== Data listing ==

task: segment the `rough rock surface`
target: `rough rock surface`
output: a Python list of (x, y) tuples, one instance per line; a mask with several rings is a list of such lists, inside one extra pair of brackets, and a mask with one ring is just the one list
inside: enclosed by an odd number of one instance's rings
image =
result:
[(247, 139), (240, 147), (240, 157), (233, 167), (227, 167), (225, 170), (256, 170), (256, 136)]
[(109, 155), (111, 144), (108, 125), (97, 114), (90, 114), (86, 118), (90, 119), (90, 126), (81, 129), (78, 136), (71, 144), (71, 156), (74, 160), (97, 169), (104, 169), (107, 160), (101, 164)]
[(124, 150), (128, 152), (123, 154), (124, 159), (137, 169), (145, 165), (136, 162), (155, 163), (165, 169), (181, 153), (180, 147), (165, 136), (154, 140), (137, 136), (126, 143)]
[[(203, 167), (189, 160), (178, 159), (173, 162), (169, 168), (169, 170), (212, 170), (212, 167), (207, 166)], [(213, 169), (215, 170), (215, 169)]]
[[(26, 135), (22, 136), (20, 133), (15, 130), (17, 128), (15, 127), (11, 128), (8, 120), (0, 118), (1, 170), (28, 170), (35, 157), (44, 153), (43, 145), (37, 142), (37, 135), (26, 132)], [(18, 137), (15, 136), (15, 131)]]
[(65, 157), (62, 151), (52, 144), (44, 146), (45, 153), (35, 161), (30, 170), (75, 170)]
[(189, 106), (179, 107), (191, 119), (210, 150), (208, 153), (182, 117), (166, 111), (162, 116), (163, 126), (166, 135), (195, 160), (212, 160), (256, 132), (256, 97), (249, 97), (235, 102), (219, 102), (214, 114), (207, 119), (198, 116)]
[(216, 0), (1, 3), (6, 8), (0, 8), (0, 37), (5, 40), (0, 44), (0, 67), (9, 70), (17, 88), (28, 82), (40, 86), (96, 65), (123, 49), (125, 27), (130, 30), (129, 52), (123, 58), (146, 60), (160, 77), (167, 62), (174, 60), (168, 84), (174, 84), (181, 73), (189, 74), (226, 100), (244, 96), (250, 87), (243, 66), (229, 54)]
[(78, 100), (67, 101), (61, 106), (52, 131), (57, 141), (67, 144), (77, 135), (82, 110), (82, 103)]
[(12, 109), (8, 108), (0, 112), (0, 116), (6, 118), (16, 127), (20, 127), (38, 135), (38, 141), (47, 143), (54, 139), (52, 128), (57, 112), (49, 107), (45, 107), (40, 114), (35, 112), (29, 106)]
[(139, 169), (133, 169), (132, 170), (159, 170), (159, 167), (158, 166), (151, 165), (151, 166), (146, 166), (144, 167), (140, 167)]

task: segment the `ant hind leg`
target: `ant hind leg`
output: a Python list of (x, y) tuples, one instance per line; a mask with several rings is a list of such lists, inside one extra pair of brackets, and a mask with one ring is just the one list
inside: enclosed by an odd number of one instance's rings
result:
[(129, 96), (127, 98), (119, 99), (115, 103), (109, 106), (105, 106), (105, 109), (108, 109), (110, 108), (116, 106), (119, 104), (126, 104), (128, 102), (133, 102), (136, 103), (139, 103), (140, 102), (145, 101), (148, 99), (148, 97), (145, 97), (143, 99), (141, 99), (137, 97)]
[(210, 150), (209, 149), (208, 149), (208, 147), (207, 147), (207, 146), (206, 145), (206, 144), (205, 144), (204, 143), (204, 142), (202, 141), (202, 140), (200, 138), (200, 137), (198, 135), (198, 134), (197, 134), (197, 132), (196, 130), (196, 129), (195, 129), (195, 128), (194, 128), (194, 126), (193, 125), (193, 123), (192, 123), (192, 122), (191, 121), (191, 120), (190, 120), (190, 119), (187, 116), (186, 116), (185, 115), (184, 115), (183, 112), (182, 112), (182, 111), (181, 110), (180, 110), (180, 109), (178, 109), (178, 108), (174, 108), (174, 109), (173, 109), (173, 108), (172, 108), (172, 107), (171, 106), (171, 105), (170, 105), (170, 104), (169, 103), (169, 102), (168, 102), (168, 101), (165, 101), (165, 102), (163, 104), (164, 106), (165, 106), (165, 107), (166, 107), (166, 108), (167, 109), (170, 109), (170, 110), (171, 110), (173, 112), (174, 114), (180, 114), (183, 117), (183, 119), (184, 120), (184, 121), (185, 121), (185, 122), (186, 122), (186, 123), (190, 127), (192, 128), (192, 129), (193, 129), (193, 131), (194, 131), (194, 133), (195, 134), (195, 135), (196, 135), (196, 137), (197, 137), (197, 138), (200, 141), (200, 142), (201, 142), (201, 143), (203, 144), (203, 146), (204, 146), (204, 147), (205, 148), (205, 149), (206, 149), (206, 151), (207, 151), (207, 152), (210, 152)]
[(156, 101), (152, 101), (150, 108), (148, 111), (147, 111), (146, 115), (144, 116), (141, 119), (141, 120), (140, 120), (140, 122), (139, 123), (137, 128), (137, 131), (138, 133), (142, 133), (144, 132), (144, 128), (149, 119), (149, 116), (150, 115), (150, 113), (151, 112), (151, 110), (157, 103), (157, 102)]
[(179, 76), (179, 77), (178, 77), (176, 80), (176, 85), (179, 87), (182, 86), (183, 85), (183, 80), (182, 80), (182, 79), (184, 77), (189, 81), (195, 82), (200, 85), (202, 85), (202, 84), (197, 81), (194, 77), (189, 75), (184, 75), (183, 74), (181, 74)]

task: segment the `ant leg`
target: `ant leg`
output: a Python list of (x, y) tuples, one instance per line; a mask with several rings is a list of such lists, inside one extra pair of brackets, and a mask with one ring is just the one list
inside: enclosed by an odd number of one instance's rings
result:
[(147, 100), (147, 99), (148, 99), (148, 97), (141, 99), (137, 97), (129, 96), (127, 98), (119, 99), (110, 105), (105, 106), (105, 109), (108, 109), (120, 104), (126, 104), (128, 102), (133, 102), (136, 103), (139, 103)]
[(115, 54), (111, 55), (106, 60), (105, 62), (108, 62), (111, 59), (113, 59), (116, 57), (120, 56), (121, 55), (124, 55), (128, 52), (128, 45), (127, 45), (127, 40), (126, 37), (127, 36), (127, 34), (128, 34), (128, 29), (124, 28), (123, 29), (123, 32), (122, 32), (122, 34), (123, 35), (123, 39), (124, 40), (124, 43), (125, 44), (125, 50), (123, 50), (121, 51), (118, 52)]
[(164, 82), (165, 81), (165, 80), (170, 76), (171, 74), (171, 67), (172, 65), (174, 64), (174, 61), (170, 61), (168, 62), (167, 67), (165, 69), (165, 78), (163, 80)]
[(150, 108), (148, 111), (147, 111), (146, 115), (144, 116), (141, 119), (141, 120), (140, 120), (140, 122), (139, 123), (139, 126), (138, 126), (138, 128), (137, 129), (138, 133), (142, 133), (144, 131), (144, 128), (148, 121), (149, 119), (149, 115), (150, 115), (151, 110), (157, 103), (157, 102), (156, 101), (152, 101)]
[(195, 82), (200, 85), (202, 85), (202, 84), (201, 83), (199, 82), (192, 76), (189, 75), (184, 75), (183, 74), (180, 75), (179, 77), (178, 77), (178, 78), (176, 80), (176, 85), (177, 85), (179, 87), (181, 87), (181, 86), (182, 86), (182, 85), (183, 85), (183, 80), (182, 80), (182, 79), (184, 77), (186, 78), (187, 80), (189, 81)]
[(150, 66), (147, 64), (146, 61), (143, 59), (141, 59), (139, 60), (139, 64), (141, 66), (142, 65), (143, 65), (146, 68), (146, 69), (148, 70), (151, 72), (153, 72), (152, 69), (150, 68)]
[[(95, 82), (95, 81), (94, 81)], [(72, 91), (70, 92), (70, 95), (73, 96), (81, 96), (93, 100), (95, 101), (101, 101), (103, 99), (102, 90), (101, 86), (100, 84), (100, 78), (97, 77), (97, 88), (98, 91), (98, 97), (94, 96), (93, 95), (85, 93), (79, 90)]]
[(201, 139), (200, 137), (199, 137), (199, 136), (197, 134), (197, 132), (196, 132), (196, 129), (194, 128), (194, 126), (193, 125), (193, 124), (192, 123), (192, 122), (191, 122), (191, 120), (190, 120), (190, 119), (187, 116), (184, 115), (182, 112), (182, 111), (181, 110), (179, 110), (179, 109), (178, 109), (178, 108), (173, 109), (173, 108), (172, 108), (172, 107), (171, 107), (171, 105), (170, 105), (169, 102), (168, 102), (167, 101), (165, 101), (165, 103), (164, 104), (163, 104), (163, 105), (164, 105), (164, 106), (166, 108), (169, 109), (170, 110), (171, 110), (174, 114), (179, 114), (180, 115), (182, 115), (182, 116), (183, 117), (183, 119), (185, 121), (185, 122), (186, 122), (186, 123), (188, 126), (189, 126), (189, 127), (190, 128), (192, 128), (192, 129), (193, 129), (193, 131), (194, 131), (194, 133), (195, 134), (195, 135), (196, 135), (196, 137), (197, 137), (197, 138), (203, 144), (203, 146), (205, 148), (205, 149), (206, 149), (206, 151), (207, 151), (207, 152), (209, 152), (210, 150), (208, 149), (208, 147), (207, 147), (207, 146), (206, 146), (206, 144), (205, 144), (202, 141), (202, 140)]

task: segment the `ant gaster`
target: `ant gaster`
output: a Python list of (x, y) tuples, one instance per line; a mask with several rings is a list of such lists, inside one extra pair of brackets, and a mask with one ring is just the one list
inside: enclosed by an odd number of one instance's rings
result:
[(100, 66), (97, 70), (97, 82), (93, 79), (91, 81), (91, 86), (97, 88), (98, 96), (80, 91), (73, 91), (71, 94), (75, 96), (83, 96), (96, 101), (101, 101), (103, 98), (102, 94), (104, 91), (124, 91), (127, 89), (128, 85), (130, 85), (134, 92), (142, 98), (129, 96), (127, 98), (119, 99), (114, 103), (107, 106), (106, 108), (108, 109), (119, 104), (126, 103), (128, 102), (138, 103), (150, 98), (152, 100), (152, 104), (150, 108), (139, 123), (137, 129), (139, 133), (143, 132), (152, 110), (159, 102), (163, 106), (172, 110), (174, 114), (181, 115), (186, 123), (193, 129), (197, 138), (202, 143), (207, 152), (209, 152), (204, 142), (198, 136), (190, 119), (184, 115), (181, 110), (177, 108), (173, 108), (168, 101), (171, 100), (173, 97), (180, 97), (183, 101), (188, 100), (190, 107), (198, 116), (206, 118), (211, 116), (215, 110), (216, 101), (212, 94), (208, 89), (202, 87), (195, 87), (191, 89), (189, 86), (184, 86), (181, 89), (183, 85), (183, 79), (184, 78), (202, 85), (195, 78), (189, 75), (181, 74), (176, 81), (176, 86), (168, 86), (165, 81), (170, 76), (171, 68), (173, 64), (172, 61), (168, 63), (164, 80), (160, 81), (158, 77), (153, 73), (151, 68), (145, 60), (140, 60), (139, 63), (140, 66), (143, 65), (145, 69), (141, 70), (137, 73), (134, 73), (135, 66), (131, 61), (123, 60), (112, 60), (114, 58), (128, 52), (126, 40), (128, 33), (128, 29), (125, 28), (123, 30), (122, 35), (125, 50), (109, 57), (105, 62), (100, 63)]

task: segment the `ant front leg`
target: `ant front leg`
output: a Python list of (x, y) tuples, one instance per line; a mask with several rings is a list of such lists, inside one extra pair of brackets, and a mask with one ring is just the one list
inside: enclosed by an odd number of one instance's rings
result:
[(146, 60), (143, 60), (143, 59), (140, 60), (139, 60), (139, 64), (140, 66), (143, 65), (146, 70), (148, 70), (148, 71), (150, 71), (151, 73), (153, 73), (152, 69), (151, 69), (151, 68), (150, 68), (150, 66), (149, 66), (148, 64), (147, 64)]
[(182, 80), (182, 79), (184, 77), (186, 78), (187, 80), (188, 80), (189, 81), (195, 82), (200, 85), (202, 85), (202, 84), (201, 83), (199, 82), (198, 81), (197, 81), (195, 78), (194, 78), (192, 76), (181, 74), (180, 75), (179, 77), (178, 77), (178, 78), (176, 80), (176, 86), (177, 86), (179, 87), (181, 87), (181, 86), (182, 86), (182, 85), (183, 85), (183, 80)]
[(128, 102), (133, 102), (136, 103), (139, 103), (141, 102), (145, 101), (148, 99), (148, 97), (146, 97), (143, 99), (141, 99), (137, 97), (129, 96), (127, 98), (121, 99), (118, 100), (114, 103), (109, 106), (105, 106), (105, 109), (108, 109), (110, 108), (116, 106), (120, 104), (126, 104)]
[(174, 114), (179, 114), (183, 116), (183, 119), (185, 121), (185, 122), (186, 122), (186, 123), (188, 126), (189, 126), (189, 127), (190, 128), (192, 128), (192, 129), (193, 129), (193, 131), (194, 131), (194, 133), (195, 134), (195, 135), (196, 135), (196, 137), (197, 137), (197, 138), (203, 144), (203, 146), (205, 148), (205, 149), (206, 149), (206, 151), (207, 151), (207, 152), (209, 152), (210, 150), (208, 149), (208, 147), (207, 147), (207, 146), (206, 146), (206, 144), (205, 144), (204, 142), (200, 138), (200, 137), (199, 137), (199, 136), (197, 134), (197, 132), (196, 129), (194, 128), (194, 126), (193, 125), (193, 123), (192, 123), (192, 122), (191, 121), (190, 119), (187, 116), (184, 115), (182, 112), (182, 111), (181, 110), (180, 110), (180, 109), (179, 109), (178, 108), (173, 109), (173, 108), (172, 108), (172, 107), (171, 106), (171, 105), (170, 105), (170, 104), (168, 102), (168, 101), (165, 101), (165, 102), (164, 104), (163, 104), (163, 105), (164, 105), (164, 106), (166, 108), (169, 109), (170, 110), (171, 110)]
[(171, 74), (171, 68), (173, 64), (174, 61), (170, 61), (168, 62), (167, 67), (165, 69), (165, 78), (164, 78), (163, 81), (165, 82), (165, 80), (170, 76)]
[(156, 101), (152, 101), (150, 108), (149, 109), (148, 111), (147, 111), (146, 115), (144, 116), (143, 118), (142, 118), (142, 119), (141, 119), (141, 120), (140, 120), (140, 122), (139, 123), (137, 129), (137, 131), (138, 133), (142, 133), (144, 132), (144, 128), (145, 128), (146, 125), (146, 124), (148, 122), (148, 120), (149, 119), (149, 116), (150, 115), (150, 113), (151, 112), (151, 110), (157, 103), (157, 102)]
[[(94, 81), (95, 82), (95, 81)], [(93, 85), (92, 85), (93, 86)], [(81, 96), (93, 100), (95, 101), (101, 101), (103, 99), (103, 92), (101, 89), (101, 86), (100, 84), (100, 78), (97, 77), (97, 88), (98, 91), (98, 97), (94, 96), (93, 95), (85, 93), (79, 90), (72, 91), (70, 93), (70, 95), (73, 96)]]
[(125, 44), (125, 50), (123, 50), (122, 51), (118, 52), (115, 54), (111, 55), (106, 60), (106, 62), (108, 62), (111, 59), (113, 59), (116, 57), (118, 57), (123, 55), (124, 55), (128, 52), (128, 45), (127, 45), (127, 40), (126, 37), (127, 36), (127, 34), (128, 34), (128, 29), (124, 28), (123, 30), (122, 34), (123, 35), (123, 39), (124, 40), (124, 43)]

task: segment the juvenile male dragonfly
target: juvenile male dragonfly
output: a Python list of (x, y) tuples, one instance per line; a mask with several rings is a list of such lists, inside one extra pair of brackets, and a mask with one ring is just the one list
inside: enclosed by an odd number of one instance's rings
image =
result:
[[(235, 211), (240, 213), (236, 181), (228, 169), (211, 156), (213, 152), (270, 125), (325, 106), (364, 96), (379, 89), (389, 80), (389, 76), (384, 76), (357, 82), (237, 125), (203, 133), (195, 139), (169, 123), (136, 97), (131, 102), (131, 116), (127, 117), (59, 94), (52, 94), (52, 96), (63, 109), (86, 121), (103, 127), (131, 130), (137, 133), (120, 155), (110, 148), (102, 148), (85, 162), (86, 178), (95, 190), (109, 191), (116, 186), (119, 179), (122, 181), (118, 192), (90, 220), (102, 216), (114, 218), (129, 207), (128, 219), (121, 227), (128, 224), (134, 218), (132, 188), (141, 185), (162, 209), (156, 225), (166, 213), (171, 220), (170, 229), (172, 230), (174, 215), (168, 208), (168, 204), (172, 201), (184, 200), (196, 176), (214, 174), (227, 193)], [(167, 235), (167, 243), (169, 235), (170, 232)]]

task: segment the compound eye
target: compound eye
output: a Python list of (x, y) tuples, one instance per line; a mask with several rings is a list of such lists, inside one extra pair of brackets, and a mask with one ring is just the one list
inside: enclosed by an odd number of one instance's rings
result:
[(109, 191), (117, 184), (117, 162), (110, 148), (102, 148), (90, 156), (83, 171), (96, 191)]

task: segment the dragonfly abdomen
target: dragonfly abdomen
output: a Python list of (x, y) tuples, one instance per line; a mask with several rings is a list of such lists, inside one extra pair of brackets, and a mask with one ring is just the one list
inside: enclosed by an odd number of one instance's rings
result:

===

**Written instruction:** Reproduce, unchanged, every line of the data items from the very first line through the line with "170), (256, 136)]", including both of those lines.

**Solution to the exercise:**
task: segment the `rough rock surface`
target: `rough rock surface`
output: a Python list of (x, y) tuples, one instance per line; a mask with several rings is a list of such lists, inside one extra pair of brackets, and a mask with one ring is just the one list
inside: enclosed by an odd number of one instance's rings
image =
result:
[(247, 139), (240, 147), (240, 157), (233, 167), (227, 167), (225, 170), (256, 170), (256, 136)]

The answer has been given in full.